PROMPT »
Report all lines from the entries below in which "target" appears.

(MATERIALS PROVIDED Opens)

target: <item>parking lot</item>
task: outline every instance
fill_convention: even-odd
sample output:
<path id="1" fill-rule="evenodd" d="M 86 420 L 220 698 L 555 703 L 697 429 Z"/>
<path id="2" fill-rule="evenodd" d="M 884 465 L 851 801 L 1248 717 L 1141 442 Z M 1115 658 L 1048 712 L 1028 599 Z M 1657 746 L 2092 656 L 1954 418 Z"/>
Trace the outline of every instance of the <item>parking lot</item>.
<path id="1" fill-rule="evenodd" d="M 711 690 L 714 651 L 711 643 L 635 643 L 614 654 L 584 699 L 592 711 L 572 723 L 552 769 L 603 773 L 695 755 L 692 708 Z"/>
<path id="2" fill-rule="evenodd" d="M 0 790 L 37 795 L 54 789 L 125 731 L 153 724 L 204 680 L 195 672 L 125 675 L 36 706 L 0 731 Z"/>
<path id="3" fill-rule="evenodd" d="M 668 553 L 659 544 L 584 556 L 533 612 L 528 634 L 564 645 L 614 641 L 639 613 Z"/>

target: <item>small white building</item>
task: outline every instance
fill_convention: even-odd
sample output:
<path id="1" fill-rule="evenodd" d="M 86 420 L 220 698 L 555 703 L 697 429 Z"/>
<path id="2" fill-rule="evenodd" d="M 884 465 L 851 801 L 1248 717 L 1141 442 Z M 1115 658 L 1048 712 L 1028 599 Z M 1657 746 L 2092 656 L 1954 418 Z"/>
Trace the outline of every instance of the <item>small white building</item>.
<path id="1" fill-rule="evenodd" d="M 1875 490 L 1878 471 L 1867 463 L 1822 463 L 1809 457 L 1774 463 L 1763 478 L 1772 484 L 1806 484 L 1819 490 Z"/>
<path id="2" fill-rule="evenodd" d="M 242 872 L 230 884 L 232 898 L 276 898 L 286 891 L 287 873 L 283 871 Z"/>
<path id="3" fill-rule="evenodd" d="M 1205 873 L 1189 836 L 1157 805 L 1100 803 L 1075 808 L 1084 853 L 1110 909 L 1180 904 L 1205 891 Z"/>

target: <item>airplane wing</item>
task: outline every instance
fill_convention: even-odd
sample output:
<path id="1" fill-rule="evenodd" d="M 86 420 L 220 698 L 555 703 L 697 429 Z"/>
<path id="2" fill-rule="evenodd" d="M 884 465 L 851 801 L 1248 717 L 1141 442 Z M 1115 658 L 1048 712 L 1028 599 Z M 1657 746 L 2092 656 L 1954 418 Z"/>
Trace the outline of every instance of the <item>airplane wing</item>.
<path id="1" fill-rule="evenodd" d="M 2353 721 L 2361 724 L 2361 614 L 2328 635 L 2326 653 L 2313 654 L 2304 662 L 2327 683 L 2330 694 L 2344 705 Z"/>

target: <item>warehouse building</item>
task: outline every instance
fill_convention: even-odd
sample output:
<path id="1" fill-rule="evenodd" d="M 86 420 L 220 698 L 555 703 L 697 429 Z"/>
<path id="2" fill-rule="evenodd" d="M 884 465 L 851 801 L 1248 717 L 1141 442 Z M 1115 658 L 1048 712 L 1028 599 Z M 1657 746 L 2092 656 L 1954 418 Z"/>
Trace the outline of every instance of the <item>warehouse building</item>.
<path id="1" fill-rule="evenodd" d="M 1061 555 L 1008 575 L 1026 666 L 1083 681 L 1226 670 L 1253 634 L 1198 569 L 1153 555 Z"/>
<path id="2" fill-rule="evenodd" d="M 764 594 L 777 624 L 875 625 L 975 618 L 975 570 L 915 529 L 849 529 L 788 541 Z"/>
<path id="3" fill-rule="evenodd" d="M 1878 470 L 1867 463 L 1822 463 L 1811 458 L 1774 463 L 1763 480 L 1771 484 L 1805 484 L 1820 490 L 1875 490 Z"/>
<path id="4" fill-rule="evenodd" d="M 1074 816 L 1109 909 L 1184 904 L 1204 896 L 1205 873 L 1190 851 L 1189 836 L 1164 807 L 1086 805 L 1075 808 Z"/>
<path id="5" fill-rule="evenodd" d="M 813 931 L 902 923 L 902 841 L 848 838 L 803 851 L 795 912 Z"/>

(MATERIALS PROVIDED Closes)

FINAL ANSWER »
target: <item>parking lot</item>
target: <item>small white building</item>
target: <item>airplane wing</item>
target: <item>warehouse building</item>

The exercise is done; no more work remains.